I'd like the listing below copied exactly, with the images left out.
━━━━━━━━━━━━━━━━
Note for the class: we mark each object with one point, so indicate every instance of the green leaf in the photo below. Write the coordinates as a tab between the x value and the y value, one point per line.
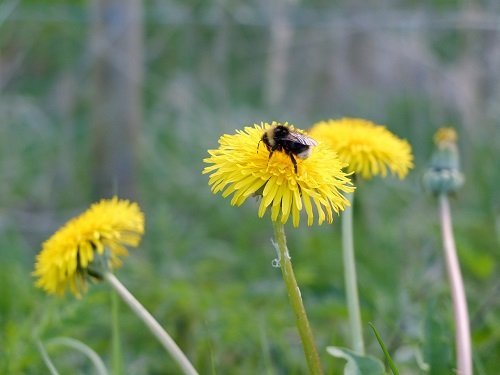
388	358
357	364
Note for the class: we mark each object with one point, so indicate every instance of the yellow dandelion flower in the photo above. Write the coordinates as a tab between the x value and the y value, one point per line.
241	166
110	225
367	148
445	135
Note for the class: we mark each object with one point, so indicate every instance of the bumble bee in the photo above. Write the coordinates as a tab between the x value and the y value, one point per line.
282	138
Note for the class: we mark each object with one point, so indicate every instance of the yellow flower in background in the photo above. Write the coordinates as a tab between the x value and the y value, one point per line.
105	229
241	166
367	148
445	136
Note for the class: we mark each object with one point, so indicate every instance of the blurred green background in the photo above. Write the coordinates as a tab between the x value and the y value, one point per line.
106	96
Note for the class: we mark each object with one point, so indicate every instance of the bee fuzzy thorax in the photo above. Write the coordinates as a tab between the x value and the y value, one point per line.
285	139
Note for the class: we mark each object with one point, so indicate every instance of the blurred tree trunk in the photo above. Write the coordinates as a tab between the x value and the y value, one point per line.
279	45
116	47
━━━━━━━━━━━━━━━━
Output for this task =
Note for the class: we mark each object with one point, so indicate every instance of the green leaf in the photo below. Write the coordinates as a tab between the x value and the y value, one point per line.
388	358
357	364
Note for the class: we mark each object with one point, so indicate every instance of the yellow dandelion flower in the photo above. Write the coordinates as a tab between the x value and the y value, one point per line.
241	166
110	225
367	148
445	135
Note for the class: we mark each object with one point, so indicate every instance of the bumble bee in the photo above. Write the coordinates as a tab between the x value and the y value, one point per line.
282	138
Note for the class: we mark each object with one point, so indicate every instance of the yellow flower in background in the photo above. Write the coordinates as a tab between the x value and the y value, one point per line.
105	229
241	166
367	148
445	136
Note for the class: we mark each object with one point, so indicate every instance of the blurred green background in the photo above. Write the coordinates as a tab between the x value and the y value, one point per line.
106	96
Note for the class: we mark each object with one point, so indicate every instance of the bee fuzzy thorax in the photo above. Write the coordinates as a tab between the x value and the y value, one point per line.
285	139
Note for the class: we mark each object with one point, so indicate every instance of the blurred tree trunk in the photo above. Write the coordinates as a tab between the x value and the y value, one point per line.
279	45
116	47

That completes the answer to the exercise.